GOAL OF THE EXERCISE>
Nothing but the lines from the one containing "of the vegetation" to the end of the records below should be output, each exactly as written.

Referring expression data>
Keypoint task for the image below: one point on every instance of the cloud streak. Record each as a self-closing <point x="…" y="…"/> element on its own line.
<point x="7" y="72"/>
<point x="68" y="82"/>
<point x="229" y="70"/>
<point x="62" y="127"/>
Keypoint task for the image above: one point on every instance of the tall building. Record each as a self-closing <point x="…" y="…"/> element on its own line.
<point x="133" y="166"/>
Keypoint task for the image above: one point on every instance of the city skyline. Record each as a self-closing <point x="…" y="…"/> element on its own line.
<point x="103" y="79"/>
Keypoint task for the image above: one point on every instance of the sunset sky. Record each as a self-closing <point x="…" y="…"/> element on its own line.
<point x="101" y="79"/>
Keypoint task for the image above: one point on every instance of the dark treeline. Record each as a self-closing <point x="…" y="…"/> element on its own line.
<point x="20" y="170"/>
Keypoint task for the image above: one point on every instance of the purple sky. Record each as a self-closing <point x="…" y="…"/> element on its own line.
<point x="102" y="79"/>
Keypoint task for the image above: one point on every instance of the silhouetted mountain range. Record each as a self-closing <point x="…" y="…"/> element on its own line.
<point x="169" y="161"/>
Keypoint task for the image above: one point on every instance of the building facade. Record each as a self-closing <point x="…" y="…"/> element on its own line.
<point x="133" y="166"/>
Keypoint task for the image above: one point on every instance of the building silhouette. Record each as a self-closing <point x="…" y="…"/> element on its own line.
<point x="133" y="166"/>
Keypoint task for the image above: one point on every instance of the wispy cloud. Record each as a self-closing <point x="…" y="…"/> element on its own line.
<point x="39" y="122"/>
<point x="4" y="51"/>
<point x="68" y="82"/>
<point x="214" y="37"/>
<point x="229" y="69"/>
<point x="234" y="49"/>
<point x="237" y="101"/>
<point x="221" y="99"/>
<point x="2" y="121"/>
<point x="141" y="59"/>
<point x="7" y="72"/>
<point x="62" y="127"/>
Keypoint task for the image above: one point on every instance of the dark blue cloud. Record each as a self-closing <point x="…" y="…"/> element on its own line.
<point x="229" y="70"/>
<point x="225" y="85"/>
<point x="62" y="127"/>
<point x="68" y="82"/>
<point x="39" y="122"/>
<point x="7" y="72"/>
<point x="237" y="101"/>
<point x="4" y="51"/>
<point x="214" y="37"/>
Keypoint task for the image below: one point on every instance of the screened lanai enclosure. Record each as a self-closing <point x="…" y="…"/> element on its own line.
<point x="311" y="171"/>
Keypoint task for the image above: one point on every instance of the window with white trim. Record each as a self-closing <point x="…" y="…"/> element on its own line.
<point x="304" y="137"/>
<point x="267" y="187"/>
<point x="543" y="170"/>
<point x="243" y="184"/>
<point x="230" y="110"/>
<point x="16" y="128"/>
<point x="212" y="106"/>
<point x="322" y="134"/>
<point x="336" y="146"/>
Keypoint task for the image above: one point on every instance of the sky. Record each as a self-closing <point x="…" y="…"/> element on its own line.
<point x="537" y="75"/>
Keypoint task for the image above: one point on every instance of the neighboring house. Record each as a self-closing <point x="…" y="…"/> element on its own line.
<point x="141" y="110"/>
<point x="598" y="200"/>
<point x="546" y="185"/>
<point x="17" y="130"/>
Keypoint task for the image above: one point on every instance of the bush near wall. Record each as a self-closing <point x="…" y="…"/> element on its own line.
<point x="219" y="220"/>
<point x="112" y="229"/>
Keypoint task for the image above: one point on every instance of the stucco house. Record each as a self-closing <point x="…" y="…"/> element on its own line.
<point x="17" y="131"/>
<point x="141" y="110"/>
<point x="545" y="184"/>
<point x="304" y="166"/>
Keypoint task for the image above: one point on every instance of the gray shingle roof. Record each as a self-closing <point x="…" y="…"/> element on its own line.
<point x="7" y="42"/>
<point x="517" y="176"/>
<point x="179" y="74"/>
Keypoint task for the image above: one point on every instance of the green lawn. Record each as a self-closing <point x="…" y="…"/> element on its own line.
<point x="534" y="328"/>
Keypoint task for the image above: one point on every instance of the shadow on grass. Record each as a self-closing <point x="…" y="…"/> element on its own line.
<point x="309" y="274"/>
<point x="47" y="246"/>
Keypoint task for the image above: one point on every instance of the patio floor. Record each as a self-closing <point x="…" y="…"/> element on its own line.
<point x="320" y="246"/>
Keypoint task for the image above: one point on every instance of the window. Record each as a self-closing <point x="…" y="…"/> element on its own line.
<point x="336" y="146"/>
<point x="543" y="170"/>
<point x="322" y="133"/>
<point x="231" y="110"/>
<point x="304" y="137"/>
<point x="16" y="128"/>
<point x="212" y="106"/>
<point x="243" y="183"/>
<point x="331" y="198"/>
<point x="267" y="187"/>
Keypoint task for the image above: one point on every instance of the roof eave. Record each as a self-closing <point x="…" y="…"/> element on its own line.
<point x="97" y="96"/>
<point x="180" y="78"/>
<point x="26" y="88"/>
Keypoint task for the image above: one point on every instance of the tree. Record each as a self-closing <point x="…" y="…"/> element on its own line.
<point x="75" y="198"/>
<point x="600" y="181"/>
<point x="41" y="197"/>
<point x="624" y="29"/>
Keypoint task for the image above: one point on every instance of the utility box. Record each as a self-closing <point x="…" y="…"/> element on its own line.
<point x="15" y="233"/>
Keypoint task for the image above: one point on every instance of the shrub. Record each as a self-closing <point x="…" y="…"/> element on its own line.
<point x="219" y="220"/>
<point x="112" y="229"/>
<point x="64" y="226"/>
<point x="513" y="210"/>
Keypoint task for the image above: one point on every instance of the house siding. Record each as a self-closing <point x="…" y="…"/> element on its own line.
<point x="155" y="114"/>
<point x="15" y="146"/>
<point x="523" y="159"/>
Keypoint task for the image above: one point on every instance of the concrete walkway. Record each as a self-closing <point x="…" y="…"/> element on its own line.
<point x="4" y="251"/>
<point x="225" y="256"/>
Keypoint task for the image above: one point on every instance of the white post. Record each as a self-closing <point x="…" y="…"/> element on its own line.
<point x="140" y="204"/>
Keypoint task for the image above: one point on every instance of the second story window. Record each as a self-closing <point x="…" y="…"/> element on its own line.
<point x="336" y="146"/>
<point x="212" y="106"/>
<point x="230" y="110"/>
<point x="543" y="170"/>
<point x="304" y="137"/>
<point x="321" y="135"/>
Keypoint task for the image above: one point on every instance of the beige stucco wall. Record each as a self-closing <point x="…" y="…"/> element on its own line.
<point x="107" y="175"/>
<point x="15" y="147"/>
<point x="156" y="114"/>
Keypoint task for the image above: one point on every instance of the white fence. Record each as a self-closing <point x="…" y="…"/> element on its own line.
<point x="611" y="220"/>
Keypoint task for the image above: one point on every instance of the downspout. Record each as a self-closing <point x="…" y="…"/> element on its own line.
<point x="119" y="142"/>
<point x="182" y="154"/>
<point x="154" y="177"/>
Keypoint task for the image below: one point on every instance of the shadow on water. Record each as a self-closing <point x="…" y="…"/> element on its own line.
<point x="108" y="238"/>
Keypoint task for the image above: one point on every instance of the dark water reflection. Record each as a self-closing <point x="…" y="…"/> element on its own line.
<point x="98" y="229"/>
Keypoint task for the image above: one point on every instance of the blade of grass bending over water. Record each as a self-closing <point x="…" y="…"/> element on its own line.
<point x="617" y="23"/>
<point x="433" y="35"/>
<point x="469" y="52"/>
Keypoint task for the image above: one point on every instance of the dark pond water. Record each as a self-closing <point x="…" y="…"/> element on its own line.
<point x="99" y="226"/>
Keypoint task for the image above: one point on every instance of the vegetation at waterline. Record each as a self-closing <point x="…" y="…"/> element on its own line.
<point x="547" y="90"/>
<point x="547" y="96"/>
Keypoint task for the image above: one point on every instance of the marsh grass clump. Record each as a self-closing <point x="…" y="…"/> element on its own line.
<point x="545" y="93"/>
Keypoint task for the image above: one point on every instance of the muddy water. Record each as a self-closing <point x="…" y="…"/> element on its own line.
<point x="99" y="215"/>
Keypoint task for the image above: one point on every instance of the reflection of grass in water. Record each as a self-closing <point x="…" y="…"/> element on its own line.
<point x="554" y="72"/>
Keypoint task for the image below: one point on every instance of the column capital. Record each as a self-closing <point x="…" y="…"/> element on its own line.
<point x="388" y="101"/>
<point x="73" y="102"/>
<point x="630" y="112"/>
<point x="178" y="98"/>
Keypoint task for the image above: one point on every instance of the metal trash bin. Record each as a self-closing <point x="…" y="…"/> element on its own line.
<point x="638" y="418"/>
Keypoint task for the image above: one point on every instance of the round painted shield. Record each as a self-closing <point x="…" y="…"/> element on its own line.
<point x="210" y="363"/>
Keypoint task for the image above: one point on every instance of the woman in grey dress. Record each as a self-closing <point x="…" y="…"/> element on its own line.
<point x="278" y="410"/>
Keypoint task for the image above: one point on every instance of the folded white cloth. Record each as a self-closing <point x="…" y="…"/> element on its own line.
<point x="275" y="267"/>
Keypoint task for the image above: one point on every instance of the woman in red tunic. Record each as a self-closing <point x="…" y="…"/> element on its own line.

WORKED SOLUTION>
Keypoint task for the image above: one point on every instance of the vegetation at waterline. Record each as a self-closing <point x="…" y="…"/> element on its own line.
<point x="547" y="90"/>
<point x="547" y="96"/>
Keypoint task for the image above: one point on every instance of the marsh grass clump. Record each as a self-closing <point x="…" y="…"/> element on its own line.
<point x="545" y="93"/>
Keypoint task for the image above: one point on every instance of the muddy water. Record each as a self-closing <point x="…" y="…"/> element on its own line.
<point x="99" y="215"/>
Keypoint task for the image above: one point on every instance of the reflection of grass in water. Record each as a self-closing <point x="…" y="…"/> element on its own line.
<point x="554" y="72"/>
Keypoint task for the image below: one point on every instance of the column capital. Record each as a self-closing <point x="…" y="…"/> element on its own line.
<point x="388" y="101"/>
<point x="73" y="102"/>
<point x="630" y="112"/>
<point x="178" y="98"/>
Keypoint task for the image above: one point on every instance of the metal trash bin. Record each as a self-closing <point x="…" y="…"/> element on its own line.
<point x="638" y="418"/>
Keypoint task for the image above: one point on every instance of the round painted shield. Record each as a self-closing <point x="…" y="…"/> element on its own line.
<point x="210" y="363"/>
Keypoint task for the image above: one point on every instance of the woman in grey dress. Record each as a self-closing <point x="…" y="…"/> element on its own line.
<point x="278" y="410"/>
Keypoint task for the image above: one point on every instance of the folded white cloth. Record each as a self-closing <point x="…" y="…"/> element on its own line.
<point x="275" y="267"/>
Keypoint task for the image above: one point on every instance of the woman in red tunic. Record each as a self-closing <point x="…" y="…"/> element on its own line.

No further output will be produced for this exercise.